_Objective_
Can you render every line of the entries below as a Markdown table with two columns, Row for the row number and Line for the line itself, leaving out blank lines?
§ §
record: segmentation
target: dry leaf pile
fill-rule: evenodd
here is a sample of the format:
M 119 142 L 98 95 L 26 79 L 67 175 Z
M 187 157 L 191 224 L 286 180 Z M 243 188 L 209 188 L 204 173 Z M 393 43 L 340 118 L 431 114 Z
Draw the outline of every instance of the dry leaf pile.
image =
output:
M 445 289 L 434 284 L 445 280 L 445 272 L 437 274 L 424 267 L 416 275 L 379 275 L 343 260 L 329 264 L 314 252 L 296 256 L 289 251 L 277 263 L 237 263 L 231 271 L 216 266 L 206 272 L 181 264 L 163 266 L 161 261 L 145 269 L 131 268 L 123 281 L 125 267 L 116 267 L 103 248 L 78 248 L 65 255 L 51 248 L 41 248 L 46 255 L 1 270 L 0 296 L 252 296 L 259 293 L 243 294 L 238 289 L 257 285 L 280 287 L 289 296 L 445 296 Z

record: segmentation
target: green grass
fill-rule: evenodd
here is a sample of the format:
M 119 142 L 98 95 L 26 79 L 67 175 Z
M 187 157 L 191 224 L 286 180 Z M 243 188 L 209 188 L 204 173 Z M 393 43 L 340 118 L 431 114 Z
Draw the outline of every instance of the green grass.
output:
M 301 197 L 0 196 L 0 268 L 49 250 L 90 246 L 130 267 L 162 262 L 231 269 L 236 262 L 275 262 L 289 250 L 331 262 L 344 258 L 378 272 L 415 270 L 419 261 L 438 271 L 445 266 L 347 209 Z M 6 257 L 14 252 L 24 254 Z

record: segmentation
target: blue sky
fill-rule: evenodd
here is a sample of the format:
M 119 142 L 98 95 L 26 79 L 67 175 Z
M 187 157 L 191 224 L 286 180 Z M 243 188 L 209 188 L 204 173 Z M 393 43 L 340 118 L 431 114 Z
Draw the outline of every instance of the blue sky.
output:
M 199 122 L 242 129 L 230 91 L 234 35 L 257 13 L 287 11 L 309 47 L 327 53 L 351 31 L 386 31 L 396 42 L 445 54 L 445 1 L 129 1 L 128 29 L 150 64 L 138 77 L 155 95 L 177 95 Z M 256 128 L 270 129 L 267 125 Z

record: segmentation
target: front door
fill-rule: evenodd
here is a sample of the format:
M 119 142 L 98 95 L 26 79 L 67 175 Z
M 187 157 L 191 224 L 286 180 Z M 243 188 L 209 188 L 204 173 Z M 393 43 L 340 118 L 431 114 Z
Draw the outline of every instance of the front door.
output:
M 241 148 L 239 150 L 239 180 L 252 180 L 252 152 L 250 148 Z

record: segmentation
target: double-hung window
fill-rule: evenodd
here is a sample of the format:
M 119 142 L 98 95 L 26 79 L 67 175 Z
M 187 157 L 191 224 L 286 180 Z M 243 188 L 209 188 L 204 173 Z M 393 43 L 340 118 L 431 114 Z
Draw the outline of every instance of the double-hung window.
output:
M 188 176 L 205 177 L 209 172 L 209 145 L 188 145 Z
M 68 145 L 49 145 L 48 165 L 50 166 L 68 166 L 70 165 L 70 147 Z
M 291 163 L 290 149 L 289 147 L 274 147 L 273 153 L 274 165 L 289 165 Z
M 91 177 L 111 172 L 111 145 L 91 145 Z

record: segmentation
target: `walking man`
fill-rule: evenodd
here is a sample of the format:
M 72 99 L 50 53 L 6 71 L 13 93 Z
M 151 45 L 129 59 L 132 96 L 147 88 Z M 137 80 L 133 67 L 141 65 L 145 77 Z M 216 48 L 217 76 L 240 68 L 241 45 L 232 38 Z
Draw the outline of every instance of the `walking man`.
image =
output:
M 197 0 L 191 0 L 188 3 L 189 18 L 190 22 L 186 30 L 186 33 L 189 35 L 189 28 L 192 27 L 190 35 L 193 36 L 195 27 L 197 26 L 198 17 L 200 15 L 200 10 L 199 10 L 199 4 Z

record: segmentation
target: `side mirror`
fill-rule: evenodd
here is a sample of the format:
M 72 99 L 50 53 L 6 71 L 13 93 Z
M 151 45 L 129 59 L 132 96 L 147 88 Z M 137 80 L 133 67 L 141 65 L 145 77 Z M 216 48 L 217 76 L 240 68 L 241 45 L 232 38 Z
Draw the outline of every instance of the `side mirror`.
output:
§ §
_Exercise answer_
| Row | Line |
|---|---|
| 1 | record: segmentation |
| 2 | target: dry leaf pile |
| 3 | fill-rule: evenodd |
| 4 | here is a sample of the format: |
| 5 | M 119 142 L 98 95 L 26 79 L 67 175 Z |
| 6 | M 187 157 L 191 224 L 286 180 Z M 243 188 L 209 188 L 204 173 Z M 393 43 L 340 118 L 431 114 Z |
| 7 | Draw the outline of every instance of the dry leaf pile. |
| 8 | image = |
| 9 | output: |
| 10 | M 445 289 L 434 284 L 445 280 L 445 272 L 437 274 L 424 267 L 416 275 L 379 275 L 343 260 L 329 264 L 314 252 L 296 256 L 289 251 L 277 263 L 237 263 L 231 271 L 216 266 L 206 272 L 181 264 L 163 266 L 161 261 L 145 269 L 131 268 L 123 281 L 125 267 L 116 267 L 103 248 L 78 248 L 65 255 L 51 248 L 41 248 L 46 255 L 1 270 L 0 296 L 252 296 L 259 293 L 243 294 L 238 289 L 257 285 L 280 287 L 289 296 L 445 296 Z |
| 11 | record: segmentation |
| 12 | target: green grass |
| 13 | fill-rule: evenodd |
| 14 | here is a sample of the format: |
| 15 | M 119 142 L 98 95 L 26 79 L 67 175 Z |
| 16 | M 187 157 L 191 224 L 286 180 Z M 243 188 L 209 188 L 204 173 Z M 393 43 L 340 118 L 431 114 Z |
| 17 | Draw the outline of every instance of the green grass. |
| 18 | output: |
| 19 | M 301 197 L 0 196 L 0 268 L 49 250 L 90 246 L 130 267 L 162 262 L 231 269 L 236 262 L 275 262 L 289 250 L 331 262 L 344 258 L 378 272 L 415 270 L 419 261 L 438 271 L 445 266 L 347 209 Z M 6 257 L 14 252 L 24 254 Z |
| 20 | record: segmentation |
| 21 | target: blue sky |
| 22 | fill-rule: evenodd |
| 23 | here is a sample of the format: |
| 24 | M 119 142 L 98 95 L 26 79 L 67 175 Z |
| 25 | M 187 157 L 191 224 L 286 180 Z M 243 188 L 209 188 L 204 173 Z M 393 43 L 340 118 L 431 114 Z |
| 26 | Draw the outline of every instance of the blue sky. |
| 27 | output: |
| 28 | M 199 122 L 242 129 L 230 91 L 234 35 L 257 13 L 287 11 L 309 47 L 327 53 L 351 31 L 386 31 L 396 42 L 445 54 L 445 1 L 129 1 L 128 29 L 150 64 L 138 77 L 155 95 L 177 95 Z M 256 128 L 270 129 L 267 125 Z |
| 29 | record: segmentation |
| 30 | target: front door |
| 31 | fill-rule: evenodd |
| 32 | here is a sample of the format: |
| 33 | M 119 142 L 98 95 L 26 79 L 67 175 Z |
| 34 | M 187 157 L 191 224 L 286 180 Z M 243 188 L 209 188 L 204 173 Z M 393 43 L 340 118 L 431 114 Z |
| 35 | Draw the outline of every instance of the front door. |
| 36 | output: |
| 37 | M 241 148 L 239 150 L 239 180 L 252 180 L 252 152 L 250 148 Z |
| 38 | record: segmentation |
| 39 | target: double-hung window |
| 40 | fill-rule: evenodd |
| 41 | here is a sample of the format: |
| 42 | M 119 142 L 98 95 L 26 79 L 67 175 Z |
| 43 | M 187 157 L 191 224 L 286 180 Z M 243 188 L 209 188 L 204 173 Z M 393 43 L 340 118 L 431 114 Z |
| 44 | Draw the outline of every instance of the double-hung window. |
| 45 | output: |
| 46 | M 188 176 L 205 177 L 209 172 L 209 145 L 188 145 Z |
| 47 | M 68 145 L 49 145 L 48 165 L 50 166 L 68 166 L 70 165 L 70 147 Z |
| 48 | M 291 163 L 290 149 L 289 147 L 274 147 L 273 153 L 274 165 L 289 165 Z |
| 49 | M 91 177 L 111 172 L 111 145 L 91 145 Z |
| 50 | record: segmentation |
| 51 | target: `walking man` |
| 52 | fill-rule: evenodd |
| 53 | here is a sample of the format: |
| 54 | M 72 99 L 50 53 L 6 71 L 13 93 Z |
| 55 | M 151 45 L 129 59 L 132 96 L 147 88 Z M 137 80 L 133 67 L 141 65 L 145 77 Z M 216 48 L 217 76 L 240 68 L 241 45 L 232 38 Z |
| 56 | Draw the outline of every instance of the `walking man`. |
| 57 | image = |
| 58 | output: |
| 59 | M 197 0 L 191 0 L 188 3 L 189 18 L 190 22 L 186 30 L 186 33 L 189 35 L 189 28 L 192 27 L 190 35 L 193 36 L 195 27 L 197 26 L 198 17 L 200 15 L 200 10 L 199 10 L 199 4 Z |
| 60 | record: segmentation |
| 61 | target: `side mirror` |
| 62 | fill-rule: evenodd |
| 63 | here is a sample of the format: |
| 64 | M 72 99 L 50 53 L 6 71 L 13 93 Z |
| 65 | M 151 45 L 129 59 L 132 96 L 147 88 Z M 137 80 L 133 67 L 141 65 L 145 77 Z M 216 48 L 217 76 L 240 68 L 241 45 L 232 38 Z |
| 66 | Draw the outline of every instance of the `side mirror`. |
| 67 | output: |